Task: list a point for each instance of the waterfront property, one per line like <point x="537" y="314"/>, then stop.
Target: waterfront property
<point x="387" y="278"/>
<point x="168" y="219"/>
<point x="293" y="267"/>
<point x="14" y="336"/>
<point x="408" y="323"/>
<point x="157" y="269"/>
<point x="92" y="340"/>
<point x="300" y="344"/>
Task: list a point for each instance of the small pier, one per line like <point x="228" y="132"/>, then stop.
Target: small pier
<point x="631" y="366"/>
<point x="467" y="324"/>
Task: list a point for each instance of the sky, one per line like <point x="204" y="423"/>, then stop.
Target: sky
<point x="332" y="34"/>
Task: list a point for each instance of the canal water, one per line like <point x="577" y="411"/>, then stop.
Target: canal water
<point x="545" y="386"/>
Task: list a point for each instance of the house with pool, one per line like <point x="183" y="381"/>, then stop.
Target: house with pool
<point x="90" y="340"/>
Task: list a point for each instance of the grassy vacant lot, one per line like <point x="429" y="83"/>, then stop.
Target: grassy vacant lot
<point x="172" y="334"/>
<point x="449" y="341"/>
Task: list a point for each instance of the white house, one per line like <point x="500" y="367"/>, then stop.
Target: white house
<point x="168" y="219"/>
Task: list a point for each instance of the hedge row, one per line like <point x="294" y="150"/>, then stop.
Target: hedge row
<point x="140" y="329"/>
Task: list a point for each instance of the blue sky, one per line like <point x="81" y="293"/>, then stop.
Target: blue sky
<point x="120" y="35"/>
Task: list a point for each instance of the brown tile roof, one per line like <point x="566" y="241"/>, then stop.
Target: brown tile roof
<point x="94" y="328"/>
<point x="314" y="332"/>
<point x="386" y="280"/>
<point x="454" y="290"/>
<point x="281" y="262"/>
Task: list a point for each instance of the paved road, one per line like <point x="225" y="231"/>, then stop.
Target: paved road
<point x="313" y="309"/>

-----

### Stated goal:
Rewrite the material from the line containing "Task: list a point for each instance of the paved" through the end of the material, replacing "road" with "street" and keeping everything else unchanged. Give only those lines.

### Final answer:
Task: list a point for each instance of the paved street, one per line like <point x="225" y="231"/>, then stop.
Target: paved street
<point x="313" y="309"/>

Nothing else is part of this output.